Problema planteado: En el fragmento sobre la familia real, ¿qué novela de Eduardo Mendoza se menciona al principio?

Fragmento extraído:
━━━━━━━━
18 mayo 2010

Sus Majestades, las pelotas

En una novela de Eduardo Mendoza, “Sin noticias de Gurb”  , se relata la historia de un extraterrestre que llega a Barcelona y nos presenta esa sociedad a través de sus ojos ajenos a nuestra vida cotidiana. Es un tema parecido al que aborda un librito titulado “Los Papalagi”  que recoge comentarios del jefe samoano Tuiavii de Tiavea en su contacto con la sociedad occidental.

Si el extraterrestre Gurb o el jefe samoano vinieran a España descubrirían un sistema que se dice democrático pero en el que hay una familia, que sólo por razones hereditarias tiene asignado un presupuesto de 13 millones de euros anuales, poseen para su uso y disfrute palacios, coches y yates que no son suyos sino propiedad de todos los españoles, pero que sólo los pueden utilizar ellos y lo que hacen los españoles es asumir el coste del mantenimiento y reparaciones.

Gurb y el jefe samoano se quedarán impresionados de que en este país tan democrático sea delito, por ejemplo, dibujarle unos cuernos a un sello de correos que tenga la esfinge del rey. Se asombraran de que esa familia real proclame discursos pero que se los tengan que escribir y todo el mundo diga que es un discurso del rey o del príncipe. Se quedarán espeluznados cuando se enteren que en esta democracia, una persona, el rey, no está sujeto a las leyes, es decir, puede matar su hijo, violar a la asistenta o robar a una anciana en la calle porque los jueces no podrán actuar contra él. Y cuando él muera, eso mismo lo podrá seguir haciendo su hijo.
━━━━━━━━
Datos almacenados:
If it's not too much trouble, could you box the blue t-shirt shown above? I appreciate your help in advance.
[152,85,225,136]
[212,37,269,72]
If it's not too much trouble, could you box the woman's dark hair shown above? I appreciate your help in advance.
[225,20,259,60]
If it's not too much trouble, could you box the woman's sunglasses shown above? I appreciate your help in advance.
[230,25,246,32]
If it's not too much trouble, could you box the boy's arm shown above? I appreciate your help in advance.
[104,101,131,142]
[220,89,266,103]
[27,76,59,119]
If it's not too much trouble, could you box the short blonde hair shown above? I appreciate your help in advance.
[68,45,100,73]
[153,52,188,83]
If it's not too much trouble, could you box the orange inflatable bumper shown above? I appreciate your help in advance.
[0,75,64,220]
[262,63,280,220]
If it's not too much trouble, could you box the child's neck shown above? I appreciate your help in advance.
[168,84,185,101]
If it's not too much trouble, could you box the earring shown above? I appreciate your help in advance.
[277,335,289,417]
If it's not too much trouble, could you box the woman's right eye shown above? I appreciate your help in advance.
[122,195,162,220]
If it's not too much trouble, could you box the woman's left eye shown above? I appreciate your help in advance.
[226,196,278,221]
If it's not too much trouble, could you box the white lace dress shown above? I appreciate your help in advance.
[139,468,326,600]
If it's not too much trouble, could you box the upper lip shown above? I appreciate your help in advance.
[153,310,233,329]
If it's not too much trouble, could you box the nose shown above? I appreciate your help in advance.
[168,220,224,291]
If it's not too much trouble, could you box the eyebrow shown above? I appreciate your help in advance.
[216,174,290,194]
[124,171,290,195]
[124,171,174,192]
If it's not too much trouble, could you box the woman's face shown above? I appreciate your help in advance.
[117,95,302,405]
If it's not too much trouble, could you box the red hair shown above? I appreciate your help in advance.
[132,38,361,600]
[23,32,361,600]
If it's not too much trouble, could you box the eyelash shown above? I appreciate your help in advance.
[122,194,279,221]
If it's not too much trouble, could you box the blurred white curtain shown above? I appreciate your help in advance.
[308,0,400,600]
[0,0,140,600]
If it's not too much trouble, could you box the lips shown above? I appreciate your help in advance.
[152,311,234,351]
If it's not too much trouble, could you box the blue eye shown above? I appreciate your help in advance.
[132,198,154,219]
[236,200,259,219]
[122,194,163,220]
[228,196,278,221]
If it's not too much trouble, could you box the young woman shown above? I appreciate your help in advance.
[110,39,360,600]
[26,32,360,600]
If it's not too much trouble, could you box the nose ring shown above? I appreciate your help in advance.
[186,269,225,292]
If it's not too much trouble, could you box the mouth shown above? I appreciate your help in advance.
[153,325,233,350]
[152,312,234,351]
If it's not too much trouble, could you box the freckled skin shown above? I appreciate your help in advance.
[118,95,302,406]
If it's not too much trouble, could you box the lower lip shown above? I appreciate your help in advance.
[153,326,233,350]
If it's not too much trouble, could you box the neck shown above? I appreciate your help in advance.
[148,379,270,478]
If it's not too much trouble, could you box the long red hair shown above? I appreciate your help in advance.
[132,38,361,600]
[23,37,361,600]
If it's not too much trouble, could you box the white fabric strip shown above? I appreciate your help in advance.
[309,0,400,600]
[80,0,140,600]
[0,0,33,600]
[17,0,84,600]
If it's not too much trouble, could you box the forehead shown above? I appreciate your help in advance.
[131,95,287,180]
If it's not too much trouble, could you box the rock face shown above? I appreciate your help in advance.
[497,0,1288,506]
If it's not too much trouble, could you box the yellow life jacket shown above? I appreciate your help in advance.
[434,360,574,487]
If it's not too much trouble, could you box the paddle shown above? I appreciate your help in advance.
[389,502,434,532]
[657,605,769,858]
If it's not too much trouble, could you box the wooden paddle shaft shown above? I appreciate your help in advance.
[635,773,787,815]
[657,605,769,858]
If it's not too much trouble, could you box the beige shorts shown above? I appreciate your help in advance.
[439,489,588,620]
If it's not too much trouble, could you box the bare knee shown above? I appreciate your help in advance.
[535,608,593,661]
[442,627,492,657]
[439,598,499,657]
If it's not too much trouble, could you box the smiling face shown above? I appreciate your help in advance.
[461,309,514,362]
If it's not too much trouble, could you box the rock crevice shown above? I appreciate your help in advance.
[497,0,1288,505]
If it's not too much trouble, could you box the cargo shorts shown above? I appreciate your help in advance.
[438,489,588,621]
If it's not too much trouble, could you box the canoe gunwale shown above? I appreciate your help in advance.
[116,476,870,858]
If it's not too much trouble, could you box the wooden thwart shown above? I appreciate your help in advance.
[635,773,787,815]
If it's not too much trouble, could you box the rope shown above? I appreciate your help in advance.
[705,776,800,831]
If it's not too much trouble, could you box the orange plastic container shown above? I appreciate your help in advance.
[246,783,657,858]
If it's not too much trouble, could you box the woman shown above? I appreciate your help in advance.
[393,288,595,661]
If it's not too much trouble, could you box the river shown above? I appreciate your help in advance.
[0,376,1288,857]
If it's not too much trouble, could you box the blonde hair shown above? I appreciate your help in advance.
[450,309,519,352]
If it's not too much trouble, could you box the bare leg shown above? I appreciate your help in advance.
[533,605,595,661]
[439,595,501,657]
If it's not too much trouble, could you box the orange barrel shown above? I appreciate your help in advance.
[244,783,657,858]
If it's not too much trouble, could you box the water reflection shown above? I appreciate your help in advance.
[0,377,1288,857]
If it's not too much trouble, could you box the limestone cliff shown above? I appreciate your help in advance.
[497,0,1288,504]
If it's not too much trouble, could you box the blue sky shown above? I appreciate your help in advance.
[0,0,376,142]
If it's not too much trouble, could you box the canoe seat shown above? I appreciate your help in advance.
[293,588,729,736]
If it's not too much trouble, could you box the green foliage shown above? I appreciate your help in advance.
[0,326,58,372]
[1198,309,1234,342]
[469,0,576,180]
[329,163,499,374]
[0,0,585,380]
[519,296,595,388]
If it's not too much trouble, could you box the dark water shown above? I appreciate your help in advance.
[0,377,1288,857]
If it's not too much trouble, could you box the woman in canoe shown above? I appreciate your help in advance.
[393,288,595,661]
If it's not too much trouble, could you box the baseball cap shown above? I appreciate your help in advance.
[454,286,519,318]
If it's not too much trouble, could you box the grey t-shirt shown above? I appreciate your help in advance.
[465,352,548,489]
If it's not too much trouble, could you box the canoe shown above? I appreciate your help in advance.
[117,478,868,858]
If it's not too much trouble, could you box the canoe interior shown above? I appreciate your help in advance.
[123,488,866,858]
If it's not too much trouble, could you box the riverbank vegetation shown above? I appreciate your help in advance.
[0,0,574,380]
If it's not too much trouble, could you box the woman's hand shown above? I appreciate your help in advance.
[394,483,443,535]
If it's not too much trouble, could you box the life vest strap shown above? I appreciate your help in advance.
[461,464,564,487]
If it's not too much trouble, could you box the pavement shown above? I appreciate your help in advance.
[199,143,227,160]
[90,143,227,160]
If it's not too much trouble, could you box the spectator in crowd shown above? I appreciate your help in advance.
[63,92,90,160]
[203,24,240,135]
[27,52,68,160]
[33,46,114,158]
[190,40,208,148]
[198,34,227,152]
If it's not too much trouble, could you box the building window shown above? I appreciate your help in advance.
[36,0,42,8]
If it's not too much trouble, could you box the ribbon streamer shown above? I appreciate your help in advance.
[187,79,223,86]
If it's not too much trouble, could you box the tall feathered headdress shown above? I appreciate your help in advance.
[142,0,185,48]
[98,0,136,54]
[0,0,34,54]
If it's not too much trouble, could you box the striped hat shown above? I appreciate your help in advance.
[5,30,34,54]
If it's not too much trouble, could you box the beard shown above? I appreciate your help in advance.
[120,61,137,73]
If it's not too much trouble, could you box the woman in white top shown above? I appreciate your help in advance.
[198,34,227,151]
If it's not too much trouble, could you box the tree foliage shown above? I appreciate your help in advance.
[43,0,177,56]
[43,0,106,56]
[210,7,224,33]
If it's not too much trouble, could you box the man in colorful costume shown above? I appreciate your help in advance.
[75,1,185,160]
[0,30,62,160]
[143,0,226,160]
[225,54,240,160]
━━━━━━━━
Resultado del ejercicio: «Sin noticias de Gurb».